Please lay out the stretch of the listing below, from the line containing "of the uefa" through the last line of the listing, as a JSON list of strings with one string per line and blank lines left out.

(Location-labeling records)
━━━━

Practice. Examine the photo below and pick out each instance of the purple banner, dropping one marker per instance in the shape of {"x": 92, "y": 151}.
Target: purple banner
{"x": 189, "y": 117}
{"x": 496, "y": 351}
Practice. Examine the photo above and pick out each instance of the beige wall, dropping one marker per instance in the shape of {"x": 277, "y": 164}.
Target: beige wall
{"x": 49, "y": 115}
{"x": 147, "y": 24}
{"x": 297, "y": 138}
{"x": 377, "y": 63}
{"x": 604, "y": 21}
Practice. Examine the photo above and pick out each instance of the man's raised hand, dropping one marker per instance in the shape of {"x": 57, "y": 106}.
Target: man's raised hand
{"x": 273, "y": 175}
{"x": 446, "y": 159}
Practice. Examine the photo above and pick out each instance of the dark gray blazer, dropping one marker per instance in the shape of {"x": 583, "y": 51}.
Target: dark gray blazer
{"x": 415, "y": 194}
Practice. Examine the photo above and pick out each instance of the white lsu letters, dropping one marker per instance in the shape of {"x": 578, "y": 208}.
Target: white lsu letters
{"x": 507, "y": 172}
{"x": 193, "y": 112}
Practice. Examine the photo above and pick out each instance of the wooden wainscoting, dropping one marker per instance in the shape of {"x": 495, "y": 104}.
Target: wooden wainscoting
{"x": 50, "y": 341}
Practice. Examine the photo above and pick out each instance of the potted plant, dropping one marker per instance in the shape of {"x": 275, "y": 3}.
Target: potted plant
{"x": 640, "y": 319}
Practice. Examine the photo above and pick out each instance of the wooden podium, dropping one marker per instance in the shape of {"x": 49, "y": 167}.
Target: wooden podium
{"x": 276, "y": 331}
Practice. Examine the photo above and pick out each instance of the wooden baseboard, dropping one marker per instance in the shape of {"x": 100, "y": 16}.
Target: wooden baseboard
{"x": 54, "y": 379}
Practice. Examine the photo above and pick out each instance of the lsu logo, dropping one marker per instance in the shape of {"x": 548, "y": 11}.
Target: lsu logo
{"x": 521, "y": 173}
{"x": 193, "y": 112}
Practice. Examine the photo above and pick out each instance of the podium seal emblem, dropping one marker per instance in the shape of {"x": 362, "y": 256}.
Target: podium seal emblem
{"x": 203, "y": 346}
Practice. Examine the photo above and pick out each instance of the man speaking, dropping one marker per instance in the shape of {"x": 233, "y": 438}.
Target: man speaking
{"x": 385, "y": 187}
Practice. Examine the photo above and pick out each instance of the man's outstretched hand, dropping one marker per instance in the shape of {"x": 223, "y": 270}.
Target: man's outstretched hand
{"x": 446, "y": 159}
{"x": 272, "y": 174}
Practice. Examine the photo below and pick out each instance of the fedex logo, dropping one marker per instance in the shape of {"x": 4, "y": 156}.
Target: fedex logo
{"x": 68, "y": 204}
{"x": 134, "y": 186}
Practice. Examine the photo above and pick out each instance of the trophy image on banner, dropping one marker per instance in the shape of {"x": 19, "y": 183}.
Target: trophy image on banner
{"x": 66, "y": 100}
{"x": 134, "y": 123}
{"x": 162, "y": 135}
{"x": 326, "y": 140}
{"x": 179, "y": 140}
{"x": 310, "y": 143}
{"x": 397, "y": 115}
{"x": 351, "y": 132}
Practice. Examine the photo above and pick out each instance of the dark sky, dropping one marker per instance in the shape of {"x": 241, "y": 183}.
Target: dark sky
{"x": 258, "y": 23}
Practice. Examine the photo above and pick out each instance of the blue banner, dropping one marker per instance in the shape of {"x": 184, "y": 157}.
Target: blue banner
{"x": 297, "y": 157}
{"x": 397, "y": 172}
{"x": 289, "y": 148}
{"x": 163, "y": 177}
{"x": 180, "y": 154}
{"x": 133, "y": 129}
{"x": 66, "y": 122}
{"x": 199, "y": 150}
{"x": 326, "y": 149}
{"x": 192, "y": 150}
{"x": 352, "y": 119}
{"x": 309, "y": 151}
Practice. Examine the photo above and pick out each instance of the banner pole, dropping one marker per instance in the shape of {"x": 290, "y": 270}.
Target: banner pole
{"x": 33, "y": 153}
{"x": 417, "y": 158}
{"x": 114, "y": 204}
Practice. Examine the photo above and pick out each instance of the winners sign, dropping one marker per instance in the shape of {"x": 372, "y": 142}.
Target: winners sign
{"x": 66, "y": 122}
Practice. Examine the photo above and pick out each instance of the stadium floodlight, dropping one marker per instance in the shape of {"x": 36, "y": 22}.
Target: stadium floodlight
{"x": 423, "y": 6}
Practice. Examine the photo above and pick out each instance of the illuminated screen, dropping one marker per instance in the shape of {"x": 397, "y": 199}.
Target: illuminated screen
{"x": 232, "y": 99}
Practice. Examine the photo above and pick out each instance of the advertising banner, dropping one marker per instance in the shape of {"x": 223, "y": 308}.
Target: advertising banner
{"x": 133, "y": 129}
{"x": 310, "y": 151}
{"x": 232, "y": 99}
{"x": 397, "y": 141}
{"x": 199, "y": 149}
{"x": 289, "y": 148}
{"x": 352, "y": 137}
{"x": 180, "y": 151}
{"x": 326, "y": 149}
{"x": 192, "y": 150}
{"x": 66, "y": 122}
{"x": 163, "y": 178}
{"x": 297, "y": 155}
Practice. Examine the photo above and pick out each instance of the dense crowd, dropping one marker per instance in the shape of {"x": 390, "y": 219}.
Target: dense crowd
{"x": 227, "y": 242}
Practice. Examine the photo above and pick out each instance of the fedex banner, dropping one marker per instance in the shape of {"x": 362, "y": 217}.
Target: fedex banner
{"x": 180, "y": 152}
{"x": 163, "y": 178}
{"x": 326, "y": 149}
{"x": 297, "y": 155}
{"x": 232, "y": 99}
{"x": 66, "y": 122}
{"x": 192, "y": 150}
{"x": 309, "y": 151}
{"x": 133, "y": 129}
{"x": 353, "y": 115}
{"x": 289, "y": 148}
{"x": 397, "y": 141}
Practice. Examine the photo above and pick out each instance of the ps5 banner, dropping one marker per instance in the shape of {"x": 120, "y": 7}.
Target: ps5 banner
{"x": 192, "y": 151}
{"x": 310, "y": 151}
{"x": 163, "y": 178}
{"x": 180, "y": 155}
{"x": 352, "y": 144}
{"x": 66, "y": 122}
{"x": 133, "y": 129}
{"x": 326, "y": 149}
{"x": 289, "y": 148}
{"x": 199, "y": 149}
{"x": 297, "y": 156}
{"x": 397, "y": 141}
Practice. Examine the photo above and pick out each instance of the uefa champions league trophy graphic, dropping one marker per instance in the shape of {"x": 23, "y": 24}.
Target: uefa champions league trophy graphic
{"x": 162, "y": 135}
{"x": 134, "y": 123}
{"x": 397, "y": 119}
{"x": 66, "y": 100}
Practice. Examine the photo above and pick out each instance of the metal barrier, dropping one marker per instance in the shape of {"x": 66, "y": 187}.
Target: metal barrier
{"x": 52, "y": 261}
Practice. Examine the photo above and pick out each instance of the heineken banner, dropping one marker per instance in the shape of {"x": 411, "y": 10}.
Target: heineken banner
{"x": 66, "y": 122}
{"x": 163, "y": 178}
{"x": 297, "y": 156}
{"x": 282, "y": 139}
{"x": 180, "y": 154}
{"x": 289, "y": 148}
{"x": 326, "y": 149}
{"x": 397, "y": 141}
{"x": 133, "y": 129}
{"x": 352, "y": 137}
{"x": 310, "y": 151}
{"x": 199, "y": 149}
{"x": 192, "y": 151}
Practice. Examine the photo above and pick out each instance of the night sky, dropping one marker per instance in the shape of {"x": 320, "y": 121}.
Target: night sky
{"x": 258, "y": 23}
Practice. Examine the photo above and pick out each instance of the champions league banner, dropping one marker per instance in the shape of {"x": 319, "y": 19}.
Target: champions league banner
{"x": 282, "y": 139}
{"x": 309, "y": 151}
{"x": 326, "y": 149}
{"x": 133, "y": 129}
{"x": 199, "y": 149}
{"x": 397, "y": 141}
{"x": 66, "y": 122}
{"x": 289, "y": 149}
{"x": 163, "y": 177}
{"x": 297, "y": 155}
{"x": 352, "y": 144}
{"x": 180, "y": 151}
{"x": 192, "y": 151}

━━━━

Result →
[
  "Practice. Examine the photo above and pick out each instance of the uefa champions league trophy graphic, dropping one marker per instance in the shape of {\"x\": 23, \"y\": 24}.",
  "Target: uefa champions league trophy graphic",
  "{\"x\": 162, \"y\": 135}",
  "{\"x\": 134, \"y\": 123}",
  "{\"x\": 397, \"y\": 119}",
  "{\"x\": 66, \"y\": 100}",
  "Practice. Examine the photo above and pick out each instance of the metal barrier, dropping one marker per instance in the shape of {\"x\": 66, \"y\": 187}.",
  "Target: metal barrier",
  "{\"x\": 52, \"y\": 261}",
  "Practice. Examine the photo above and pick out each instance of the heineken banner, dropping one marker per instance in the shape of {\"x\": 411, \"y\": 10}.",
  "Target: heineken banner",
  "{\"x\": 66, \"y\": 122}",
  "{\"x\": 163, \"y\": 178}",
  "{\"x\": 297, \"y\": 156}",
  "{\"x\": 282, \"y\": 139}",
  "{\"x\": 180, \"y\": 154}",
  "{\"x\": 289, \"y\": 148}",
  "{\"x\": 326, \"y\": 149}",
  "{\"x\": 397, \"y\": 141}",
  "{\"x\": 133, \"y\": 129}",
  "{\"x\": 352, \"y\": 137}",
  "{\"x\": 310, \"y\": 151}",
  "{\"x\": 199, \"y\": 149}",
  "{\"x\": 192, \"y\": 151}",
  "Practice. Examine the photo above and pick out each instance of the night sky, dropping one marker per instance in the shape of {\"x\": 320, \"y\": 121}.",
  "Target: night sky",
  "{\"x\": 258, \"y\": 23}",
  "Practice. Examine the photo above and pick out each instance of the champions league banner, dropping one marker per instance in the shape of {\"x\": 319, \"y\": 19}.",
  "Target: champions league banner",
  "{\"x\": 282, \"y\": 139}",
  "{\"x\": 309, \"y\": 151}",
  "{\"x\": 326, \"y\": 149}",
  "{\"x\": 133, \"y\": 129}",
  "{\"x\": 199, \"y\": 149}",
  "{\"x\": 397, \"y\": 141}",
  "{\"x\": 66, \"y\": 122}",
  "{\"x\": 289, \"y\": 149}",
  "{\"x\": 163, \"y\": 177}",
  "{\"x\": 297, \"y\": 155}",
  "{\"x\": 352, \"y\": 144}",
  "{\"x\": 180, \"y\": 151}",
  "{\"x\": 192, \"y\": 151}"
]